> **Task directions**
Convert the items into a JSON list of strings, one string per line, starting at the line that contains "Can you find the front door?" and continuing through the end of the items. Omit blank lines and exclude the pictures from the answer.

++++ Data records ++++

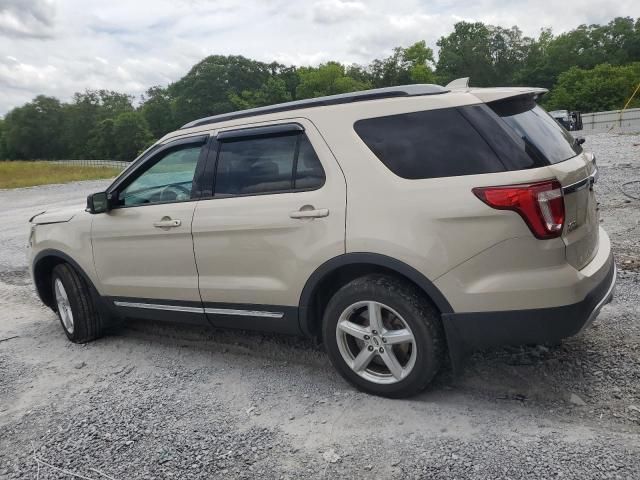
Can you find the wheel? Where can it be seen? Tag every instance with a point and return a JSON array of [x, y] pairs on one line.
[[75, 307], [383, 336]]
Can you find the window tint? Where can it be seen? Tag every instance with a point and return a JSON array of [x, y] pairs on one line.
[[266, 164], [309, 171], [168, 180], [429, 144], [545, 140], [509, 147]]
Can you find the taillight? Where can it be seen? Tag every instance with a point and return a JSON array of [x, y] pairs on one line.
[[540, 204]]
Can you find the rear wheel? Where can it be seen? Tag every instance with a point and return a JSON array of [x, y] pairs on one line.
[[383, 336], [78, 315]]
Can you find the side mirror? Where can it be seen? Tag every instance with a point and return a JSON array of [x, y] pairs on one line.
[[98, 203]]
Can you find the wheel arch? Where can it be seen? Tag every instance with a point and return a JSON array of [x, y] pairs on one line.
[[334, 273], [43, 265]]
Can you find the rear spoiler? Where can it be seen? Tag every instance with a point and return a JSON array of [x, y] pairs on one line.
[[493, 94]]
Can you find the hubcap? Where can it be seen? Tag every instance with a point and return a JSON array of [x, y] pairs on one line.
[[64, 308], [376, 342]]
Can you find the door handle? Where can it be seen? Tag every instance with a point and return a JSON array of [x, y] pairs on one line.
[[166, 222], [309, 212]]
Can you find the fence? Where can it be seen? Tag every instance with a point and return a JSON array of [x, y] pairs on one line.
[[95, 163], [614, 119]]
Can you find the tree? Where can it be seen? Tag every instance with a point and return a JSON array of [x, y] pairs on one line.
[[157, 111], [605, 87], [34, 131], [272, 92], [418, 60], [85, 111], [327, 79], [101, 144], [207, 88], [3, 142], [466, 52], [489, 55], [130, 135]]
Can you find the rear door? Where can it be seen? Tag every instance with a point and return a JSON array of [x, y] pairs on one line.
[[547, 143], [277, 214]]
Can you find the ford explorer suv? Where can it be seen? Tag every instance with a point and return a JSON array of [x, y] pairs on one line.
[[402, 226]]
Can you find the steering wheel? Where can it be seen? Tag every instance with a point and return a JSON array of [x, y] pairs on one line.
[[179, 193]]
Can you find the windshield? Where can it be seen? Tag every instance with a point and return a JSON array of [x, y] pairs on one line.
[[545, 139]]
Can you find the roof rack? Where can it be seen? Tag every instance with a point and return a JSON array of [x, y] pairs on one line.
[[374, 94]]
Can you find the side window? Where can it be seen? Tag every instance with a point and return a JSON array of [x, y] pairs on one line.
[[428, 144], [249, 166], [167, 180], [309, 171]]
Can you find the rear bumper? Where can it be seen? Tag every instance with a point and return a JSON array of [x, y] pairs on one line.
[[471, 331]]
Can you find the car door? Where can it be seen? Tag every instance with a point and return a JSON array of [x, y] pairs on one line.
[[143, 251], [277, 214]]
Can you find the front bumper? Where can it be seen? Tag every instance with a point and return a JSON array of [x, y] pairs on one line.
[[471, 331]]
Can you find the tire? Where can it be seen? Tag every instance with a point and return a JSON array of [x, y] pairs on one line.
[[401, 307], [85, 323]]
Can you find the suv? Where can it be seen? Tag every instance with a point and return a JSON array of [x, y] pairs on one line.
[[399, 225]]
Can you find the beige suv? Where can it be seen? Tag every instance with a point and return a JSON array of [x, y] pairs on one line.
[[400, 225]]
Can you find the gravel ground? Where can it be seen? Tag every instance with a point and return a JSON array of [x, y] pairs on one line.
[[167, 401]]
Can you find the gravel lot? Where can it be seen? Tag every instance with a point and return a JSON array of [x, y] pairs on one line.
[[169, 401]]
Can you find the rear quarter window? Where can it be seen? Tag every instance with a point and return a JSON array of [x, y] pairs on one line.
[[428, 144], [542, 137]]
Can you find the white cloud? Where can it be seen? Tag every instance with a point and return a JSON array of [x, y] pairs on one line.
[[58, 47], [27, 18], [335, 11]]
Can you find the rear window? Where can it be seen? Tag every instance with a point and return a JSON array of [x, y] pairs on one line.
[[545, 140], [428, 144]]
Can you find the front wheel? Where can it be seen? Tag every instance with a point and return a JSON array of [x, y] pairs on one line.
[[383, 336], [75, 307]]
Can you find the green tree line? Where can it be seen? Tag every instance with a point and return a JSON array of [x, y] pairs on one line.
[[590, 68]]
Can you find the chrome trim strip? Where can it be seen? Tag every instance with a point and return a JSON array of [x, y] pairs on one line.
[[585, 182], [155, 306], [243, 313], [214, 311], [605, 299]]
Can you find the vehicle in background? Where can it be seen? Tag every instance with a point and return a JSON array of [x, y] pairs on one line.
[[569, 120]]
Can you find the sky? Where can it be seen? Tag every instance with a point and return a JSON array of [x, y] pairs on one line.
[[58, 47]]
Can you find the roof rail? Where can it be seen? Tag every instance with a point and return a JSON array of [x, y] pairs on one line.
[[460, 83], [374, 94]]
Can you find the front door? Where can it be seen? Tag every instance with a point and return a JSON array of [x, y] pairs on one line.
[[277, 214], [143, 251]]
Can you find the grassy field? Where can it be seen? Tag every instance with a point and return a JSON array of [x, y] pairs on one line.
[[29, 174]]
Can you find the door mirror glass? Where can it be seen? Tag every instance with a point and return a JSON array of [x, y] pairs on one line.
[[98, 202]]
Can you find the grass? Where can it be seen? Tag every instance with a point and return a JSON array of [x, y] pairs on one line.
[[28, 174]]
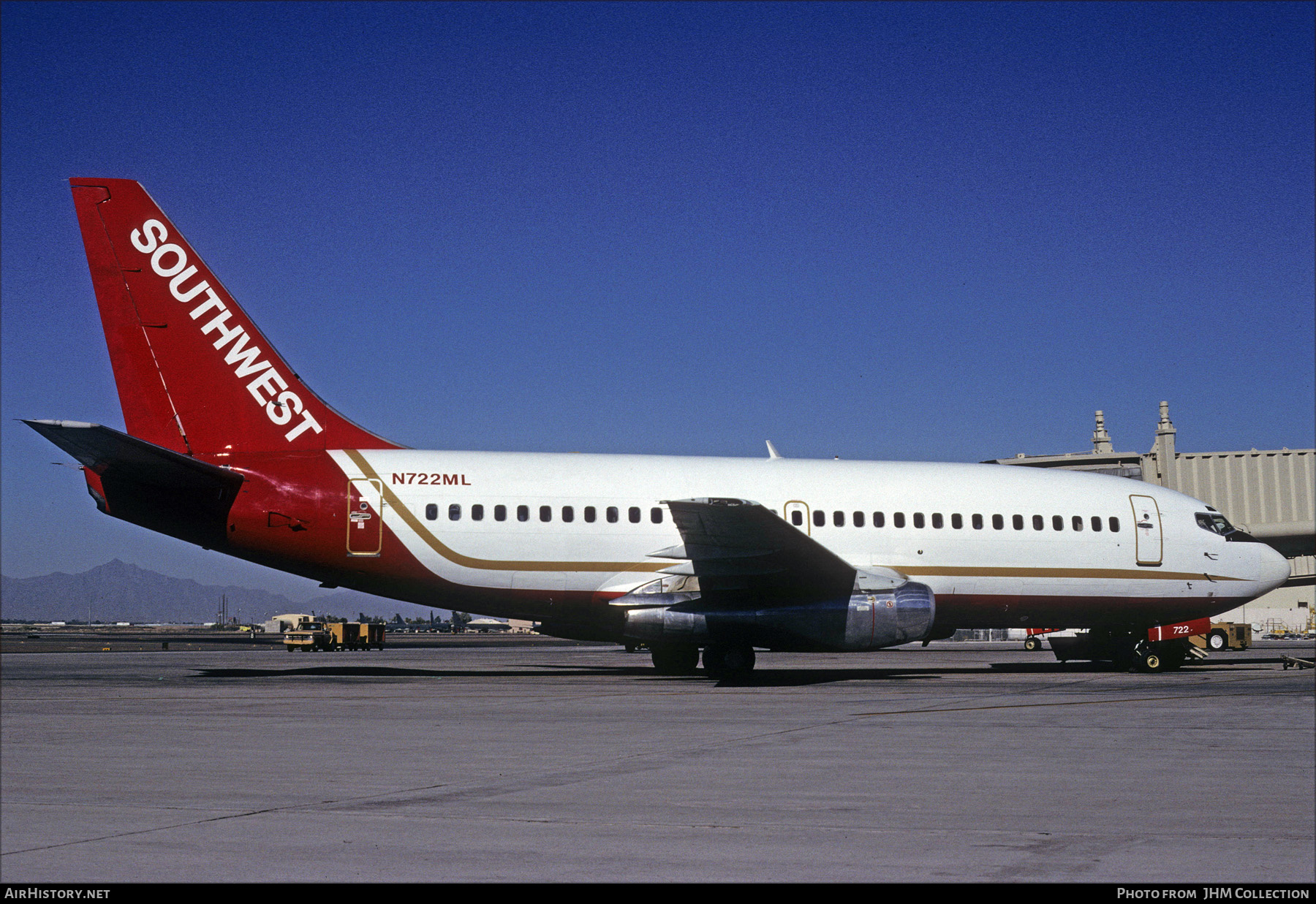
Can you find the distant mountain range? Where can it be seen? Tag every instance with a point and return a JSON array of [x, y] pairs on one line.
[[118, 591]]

++++

> **Correct response**
[
  "Can you find the front door? Where can it be seen? Tag every instance with a point and return a JSON array of [x, y] pairs on one line.",
  "[[277, 214], [143, 251]]",
  "Can you find the grassy field? Where can it be seen? Tag every instance with a point and return a JSON array of [x, y] pairs on one line.",
  "[[29, 174]]",
  "Can you find the door mirror glass? Where can it be seen? Tag every instance with a point and return a JSON array of [x, y] pairs on one line.",
  "[[98, 202]]",
  "Can you find the grass? Where can it be seen? Tag every instance with a point and return a JSON array of [x, y] pairs on one line.",
  "[[28, 174]]",
  "Can you find the distant mountain range? Where can it be seen? Tag every instance with a point and return a JSON array of [x, y] pairs on one line.",
  "[[118, 591]]"
]